Task requirements:
Please state the number of lines in the listing that contain the word "eyeglasses", and nothing else.

Input for this task Start Marker

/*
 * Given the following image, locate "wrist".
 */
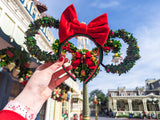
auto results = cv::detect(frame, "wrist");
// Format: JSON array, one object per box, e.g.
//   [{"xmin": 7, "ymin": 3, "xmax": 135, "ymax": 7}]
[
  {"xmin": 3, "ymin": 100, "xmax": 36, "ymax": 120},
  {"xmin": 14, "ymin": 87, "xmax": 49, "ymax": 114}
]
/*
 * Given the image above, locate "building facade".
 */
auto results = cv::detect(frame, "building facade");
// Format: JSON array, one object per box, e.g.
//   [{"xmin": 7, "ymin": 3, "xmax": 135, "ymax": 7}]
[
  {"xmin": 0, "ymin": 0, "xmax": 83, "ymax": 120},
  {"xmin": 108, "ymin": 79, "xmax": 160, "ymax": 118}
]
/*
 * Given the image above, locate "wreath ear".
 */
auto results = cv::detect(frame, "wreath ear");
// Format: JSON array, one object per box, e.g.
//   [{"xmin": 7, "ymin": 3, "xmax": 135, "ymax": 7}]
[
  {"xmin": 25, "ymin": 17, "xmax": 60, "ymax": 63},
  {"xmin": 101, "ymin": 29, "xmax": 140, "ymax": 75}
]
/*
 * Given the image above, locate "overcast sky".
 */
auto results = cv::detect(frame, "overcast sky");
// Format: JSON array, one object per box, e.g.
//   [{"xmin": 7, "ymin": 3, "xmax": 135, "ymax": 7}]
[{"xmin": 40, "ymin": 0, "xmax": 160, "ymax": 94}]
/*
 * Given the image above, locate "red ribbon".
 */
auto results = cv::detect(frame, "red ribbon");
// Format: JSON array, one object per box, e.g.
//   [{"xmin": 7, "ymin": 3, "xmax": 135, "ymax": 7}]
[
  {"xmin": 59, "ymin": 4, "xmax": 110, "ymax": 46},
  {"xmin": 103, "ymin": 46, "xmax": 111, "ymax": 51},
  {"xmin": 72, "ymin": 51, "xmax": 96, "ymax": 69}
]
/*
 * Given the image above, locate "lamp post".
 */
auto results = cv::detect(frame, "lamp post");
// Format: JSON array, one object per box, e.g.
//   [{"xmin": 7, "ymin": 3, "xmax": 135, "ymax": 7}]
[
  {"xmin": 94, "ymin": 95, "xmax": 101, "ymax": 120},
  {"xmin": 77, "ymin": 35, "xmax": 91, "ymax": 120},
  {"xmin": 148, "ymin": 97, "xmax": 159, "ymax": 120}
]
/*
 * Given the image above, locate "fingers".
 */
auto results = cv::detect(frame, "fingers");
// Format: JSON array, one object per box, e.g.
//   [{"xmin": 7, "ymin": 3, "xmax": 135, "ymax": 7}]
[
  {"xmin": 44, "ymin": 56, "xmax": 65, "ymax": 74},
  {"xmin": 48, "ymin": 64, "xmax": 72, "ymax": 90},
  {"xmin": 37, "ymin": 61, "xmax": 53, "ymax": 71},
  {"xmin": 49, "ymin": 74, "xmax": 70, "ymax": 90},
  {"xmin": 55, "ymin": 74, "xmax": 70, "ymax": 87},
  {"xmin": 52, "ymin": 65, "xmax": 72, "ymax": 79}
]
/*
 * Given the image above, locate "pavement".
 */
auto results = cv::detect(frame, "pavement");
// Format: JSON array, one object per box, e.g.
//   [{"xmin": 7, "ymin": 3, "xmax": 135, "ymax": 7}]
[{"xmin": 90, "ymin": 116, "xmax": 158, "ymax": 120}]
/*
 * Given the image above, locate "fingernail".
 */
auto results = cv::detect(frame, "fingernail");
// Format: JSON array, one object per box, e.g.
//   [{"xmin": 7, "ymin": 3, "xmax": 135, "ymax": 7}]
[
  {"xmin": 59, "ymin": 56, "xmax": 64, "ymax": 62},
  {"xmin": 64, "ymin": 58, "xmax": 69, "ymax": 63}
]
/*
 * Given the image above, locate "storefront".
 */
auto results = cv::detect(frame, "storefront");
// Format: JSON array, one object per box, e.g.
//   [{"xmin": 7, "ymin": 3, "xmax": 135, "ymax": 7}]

Input for this task End Marker
Input for this task Start Marker

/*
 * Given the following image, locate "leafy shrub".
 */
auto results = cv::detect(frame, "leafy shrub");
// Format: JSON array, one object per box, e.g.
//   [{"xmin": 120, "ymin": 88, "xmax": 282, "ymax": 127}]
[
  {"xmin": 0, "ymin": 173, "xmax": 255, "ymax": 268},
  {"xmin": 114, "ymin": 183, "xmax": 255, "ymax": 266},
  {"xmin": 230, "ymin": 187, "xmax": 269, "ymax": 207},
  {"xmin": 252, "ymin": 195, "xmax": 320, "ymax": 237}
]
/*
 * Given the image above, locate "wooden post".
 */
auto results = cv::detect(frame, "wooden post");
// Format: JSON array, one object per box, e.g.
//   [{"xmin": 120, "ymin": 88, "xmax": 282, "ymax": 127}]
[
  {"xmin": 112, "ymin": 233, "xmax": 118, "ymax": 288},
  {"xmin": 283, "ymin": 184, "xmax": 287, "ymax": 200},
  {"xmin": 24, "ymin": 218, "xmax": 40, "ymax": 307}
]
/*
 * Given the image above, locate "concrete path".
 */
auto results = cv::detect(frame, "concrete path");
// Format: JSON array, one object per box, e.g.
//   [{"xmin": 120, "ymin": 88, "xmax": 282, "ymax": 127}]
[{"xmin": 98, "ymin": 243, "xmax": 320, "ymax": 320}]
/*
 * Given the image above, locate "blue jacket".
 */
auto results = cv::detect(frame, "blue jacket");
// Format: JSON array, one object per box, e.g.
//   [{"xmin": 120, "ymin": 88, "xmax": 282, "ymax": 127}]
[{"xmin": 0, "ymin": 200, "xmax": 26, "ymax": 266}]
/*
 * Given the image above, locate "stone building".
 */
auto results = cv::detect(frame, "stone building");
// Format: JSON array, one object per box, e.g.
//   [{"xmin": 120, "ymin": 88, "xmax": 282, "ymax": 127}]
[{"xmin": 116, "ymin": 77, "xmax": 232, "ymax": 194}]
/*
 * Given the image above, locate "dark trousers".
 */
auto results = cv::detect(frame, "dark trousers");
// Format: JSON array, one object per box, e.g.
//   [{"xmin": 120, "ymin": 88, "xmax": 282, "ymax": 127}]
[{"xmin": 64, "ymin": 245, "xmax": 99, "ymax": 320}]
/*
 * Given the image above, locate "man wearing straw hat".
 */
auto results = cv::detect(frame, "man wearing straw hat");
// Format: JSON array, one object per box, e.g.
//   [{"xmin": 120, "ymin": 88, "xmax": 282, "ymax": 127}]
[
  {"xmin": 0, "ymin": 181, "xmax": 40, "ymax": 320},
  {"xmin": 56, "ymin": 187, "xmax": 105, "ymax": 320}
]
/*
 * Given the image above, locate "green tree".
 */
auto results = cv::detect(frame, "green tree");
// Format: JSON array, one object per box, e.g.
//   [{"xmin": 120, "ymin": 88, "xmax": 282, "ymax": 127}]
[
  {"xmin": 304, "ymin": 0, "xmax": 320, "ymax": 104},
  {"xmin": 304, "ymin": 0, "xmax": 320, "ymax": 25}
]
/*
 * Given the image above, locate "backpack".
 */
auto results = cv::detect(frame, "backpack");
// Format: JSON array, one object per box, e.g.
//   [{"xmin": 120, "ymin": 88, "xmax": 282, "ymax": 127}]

Input for this task End Marker
Input for this task Start Marker

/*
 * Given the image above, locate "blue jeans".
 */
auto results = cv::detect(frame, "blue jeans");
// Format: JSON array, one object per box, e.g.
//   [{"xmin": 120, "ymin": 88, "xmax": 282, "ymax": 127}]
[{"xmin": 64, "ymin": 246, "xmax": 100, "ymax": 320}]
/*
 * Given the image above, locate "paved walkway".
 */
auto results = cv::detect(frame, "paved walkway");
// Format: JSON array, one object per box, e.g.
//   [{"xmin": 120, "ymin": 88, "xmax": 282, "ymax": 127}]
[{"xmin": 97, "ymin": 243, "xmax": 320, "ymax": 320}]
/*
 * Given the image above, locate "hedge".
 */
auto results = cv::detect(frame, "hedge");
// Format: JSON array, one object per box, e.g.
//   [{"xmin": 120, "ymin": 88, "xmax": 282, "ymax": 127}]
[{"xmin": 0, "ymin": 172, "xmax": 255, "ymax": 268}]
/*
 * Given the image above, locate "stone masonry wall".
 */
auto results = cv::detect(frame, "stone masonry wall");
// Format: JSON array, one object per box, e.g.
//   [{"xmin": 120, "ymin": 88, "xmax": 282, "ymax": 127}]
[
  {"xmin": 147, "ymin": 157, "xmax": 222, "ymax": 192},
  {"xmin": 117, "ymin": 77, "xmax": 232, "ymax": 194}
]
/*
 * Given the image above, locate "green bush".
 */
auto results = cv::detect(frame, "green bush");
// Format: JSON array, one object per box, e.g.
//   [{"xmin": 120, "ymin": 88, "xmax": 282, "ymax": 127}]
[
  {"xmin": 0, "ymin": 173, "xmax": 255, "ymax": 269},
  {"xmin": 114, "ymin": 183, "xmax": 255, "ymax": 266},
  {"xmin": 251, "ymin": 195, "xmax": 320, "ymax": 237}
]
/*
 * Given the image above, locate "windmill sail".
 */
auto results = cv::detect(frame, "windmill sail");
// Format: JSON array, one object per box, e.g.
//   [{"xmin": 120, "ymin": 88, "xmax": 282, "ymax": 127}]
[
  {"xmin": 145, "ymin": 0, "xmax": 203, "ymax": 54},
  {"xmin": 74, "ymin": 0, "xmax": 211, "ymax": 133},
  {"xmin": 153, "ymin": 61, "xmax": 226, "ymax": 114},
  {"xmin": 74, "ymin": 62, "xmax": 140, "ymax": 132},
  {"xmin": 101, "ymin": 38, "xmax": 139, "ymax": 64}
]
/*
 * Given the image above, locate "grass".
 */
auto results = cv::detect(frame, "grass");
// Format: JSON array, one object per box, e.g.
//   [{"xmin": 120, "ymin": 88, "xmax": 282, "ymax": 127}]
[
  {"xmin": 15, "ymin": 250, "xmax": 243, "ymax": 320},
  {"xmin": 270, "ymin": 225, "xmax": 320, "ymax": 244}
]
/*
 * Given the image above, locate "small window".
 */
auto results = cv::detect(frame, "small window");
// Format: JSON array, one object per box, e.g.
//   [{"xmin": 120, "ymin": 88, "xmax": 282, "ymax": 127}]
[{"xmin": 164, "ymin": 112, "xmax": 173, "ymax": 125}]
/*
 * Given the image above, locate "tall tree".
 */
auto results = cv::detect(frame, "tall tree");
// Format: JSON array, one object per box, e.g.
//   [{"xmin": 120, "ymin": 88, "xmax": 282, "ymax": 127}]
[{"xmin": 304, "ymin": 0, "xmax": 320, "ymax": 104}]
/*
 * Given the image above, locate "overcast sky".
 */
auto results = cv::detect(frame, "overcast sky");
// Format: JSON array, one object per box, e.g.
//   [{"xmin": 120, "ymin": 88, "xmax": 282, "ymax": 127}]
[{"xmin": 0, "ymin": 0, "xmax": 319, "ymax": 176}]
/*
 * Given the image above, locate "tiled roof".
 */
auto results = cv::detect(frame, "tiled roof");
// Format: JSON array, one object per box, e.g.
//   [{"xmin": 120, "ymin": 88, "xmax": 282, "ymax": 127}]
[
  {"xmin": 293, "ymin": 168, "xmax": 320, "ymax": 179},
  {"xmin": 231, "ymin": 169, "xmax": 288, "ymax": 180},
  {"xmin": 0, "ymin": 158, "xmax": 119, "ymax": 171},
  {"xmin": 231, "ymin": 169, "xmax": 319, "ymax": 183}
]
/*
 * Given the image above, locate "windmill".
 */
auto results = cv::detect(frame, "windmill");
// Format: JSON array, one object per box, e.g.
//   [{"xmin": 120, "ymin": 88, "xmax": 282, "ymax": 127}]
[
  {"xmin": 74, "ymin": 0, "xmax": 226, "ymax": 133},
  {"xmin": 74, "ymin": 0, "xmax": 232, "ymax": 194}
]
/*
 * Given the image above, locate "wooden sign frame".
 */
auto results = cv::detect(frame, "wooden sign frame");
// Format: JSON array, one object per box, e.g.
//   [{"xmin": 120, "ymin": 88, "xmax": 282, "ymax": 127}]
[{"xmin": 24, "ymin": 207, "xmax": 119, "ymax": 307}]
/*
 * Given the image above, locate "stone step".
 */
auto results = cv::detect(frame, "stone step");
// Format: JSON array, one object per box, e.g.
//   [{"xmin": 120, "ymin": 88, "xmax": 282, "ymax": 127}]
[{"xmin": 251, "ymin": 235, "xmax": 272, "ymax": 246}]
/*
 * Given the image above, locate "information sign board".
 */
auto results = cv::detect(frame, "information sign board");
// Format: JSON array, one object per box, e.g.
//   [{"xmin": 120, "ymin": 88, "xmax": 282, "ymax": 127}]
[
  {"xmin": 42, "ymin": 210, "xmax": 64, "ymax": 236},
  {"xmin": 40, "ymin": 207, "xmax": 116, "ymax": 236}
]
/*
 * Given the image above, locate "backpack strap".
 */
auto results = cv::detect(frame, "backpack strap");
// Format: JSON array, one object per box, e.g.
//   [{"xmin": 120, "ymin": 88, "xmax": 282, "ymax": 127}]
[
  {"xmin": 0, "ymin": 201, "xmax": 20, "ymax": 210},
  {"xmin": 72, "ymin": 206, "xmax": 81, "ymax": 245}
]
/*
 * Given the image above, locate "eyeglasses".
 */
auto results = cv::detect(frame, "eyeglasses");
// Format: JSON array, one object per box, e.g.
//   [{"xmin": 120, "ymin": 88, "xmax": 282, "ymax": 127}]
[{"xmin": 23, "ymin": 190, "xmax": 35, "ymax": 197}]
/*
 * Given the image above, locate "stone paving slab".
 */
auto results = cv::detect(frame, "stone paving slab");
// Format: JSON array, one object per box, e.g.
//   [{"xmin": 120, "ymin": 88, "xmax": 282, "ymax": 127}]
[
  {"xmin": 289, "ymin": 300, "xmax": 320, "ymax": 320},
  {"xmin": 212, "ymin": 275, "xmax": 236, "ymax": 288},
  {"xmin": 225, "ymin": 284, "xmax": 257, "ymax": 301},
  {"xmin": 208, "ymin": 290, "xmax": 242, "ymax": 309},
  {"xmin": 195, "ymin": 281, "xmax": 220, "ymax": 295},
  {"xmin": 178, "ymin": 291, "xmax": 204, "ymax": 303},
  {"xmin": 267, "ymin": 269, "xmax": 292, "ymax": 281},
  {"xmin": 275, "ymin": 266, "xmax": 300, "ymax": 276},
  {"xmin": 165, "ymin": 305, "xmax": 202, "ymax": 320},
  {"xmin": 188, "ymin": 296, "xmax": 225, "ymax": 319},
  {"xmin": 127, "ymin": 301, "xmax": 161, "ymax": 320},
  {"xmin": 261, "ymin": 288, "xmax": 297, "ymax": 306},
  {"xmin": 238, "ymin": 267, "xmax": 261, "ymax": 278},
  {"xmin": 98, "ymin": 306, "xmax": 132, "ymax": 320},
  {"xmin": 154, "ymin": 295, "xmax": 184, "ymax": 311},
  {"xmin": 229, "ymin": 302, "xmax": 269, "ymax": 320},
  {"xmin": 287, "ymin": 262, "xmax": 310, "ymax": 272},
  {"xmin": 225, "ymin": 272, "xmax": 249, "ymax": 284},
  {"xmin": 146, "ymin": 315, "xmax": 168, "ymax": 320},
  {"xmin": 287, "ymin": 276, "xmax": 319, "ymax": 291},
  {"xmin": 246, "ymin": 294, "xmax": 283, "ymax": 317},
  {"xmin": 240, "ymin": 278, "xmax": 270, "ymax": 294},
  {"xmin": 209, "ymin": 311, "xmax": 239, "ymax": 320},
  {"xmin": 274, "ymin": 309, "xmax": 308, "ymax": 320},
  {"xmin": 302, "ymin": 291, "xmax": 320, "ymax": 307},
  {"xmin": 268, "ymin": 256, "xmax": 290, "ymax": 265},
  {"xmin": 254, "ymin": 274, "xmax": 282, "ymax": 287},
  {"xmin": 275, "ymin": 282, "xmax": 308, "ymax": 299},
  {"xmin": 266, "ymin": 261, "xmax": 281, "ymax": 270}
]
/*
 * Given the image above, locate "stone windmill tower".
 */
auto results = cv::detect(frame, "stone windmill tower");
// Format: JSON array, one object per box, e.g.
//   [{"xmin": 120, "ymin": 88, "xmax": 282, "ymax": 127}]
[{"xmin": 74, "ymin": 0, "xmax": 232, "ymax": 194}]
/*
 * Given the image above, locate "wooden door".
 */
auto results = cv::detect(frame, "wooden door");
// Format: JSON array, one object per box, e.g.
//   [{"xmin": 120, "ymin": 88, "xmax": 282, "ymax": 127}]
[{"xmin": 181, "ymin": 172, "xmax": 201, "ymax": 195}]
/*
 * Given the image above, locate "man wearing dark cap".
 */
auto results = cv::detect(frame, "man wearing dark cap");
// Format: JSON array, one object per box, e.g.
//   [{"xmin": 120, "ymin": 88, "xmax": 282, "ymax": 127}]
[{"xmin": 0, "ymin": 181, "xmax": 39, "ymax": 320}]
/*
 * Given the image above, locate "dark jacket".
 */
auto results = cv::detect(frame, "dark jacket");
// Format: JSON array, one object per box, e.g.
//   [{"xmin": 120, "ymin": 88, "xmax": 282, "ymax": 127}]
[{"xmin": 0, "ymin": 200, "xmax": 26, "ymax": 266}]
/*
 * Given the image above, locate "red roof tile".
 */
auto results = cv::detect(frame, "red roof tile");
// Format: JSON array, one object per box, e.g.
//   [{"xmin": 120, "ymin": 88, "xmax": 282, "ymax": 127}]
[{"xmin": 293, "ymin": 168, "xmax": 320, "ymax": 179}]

Input for this task End Marker

Expected output:
2